Instruction: Copy the records word for word, starting at the line that contains "dark foreground field." and ending with the line that contains "[0,1,684,319]", including both of those lines. Leave the pictures out of your copy.

Data:
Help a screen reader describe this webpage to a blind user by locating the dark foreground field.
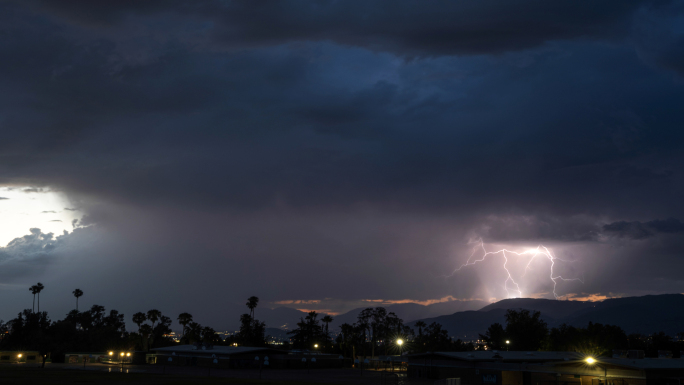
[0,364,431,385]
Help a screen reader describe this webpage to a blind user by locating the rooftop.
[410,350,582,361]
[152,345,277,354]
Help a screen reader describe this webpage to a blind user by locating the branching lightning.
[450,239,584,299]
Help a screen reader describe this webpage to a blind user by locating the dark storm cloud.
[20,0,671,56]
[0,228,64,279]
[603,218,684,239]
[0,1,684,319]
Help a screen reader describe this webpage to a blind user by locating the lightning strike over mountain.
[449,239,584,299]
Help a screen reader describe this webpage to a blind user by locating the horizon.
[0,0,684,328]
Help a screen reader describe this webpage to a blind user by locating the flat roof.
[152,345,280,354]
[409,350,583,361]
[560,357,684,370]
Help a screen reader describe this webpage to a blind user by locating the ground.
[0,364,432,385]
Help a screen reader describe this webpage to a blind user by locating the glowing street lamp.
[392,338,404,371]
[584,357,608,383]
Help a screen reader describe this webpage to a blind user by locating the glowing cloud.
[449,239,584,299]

---

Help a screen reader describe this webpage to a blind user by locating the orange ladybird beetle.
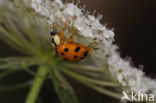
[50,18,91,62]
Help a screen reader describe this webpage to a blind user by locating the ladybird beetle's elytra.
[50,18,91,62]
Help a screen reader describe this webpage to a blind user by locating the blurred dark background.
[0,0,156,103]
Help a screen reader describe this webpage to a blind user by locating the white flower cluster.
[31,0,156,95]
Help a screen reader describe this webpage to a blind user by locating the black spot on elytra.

Task response:
Help a screen reader describe this webpage to a blind user by locating the dark foreground field.
[0,364,431,385]
Help a screen reader describe this webpage to a blind user by locating the rooftop.
[410,350,582,361]
[152,345,277,354]
Help a screen reader describe this webpage to a blind user by locating the branching lightning.
[450,239,584,299]
Help a screen reader describe this webpage to a blind user by locating the dark storm cloud.
[20,0,671,56]
[0,228,64,279]
[603,218,684,239]
[0,1,684,319]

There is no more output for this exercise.